**Work to complete**. Show all lines of the listing that contain the word "below".
--- Record extracts ---
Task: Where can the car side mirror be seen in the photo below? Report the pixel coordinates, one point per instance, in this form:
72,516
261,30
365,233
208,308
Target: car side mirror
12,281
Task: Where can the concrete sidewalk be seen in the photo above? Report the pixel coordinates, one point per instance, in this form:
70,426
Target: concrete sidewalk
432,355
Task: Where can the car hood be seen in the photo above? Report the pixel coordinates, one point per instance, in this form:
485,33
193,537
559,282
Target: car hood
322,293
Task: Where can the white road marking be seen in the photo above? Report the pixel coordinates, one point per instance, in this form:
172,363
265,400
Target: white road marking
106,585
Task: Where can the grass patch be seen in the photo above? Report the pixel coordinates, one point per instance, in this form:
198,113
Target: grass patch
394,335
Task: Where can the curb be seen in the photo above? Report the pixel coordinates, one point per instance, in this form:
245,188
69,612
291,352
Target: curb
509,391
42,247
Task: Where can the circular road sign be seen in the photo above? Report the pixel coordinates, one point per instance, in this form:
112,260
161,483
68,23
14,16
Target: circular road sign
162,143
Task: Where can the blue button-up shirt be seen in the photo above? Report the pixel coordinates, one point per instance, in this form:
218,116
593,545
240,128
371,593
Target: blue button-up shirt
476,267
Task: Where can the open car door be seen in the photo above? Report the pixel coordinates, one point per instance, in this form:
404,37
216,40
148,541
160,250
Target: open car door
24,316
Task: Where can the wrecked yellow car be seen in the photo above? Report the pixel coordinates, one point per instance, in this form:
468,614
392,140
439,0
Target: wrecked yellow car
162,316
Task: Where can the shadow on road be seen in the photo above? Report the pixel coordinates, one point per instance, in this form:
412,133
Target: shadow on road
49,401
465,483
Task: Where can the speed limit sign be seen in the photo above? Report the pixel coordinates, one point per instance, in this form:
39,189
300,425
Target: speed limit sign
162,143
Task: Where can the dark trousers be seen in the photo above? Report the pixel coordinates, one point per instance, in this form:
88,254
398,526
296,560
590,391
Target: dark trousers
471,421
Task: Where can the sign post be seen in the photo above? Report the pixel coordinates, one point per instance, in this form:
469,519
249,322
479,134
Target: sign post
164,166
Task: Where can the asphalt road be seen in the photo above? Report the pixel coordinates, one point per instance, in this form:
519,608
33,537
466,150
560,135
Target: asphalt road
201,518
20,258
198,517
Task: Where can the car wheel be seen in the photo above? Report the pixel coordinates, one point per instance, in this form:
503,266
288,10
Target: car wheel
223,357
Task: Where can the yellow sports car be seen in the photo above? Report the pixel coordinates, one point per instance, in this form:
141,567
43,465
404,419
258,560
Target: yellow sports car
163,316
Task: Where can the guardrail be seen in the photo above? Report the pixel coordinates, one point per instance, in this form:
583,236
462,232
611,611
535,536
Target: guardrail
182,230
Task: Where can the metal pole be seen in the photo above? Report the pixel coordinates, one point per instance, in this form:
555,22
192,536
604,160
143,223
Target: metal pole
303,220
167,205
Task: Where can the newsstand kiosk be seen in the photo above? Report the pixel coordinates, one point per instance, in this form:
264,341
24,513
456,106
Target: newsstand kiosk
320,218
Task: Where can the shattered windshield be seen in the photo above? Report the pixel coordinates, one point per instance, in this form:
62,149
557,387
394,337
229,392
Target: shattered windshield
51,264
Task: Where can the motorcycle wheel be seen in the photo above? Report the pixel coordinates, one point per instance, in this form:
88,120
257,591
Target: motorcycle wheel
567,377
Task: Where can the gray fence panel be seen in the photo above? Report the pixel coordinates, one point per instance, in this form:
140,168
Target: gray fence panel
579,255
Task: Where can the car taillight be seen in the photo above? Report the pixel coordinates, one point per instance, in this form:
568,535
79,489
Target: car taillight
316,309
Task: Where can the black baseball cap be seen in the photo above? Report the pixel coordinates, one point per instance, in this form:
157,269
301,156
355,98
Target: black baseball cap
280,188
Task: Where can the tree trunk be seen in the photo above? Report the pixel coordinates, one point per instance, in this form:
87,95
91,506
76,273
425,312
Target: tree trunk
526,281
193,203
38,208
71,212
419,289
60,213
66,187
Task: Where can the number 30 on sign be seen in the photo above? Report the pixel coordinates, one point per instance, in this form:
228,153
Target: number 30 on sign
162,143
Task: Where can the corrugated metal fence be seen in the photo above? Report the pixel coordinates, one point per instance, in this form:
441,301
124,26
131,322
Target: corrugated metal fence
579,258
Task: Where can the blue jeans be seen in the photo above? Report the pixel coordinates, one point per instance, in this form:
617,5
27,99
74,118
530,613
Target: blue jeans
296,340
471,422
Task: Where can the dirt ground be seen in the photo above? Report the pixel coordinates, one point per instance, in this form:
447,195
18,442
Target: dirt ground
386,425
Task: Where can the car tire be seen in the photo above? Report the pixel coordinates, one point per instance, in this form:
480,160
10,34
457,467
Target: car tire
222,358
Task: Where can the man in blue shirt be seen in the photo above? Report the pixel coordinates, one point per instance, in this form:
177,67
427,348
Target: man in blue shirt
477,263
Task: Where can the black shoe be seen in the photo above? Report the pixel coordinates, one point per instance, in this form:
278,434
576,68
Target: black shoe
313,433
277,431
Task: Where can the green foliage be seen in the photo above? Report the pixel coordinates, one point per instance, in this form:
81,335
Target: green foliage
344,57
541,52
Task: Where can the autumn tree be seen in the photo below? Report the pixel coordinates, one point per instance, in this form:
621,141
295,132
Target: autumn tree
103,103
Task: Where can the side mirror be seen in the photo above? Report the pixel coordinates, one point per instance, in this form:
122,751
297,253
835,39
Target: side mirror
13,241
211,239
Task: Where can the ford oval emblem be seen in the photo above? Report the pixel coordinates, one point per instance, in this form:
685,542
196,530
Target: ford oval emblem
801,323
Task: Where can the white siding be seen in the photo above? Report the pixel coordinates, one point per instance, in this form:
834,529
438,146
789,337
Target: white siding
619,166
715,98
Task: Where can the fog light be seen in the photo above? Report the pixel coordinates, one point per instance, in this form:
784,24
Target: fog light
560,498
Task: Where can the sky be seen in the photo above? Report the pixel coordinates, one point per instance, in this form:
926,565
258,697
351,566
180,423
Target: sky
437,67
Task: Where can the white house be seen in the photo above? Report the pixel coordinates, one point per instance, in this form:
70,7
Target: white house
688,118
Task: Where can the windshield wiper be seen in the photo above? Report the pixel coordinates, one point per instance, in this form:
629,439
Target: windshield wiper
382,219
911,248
---
**Task answer**.
Task: Where can the car side mirror be seen in the photo below? Report the pixel coordinates, one point per instance, in this form:
Task: Where can the autumn tree be seen in the photo below? Report the pixel coordinates, one point per instance, in this form:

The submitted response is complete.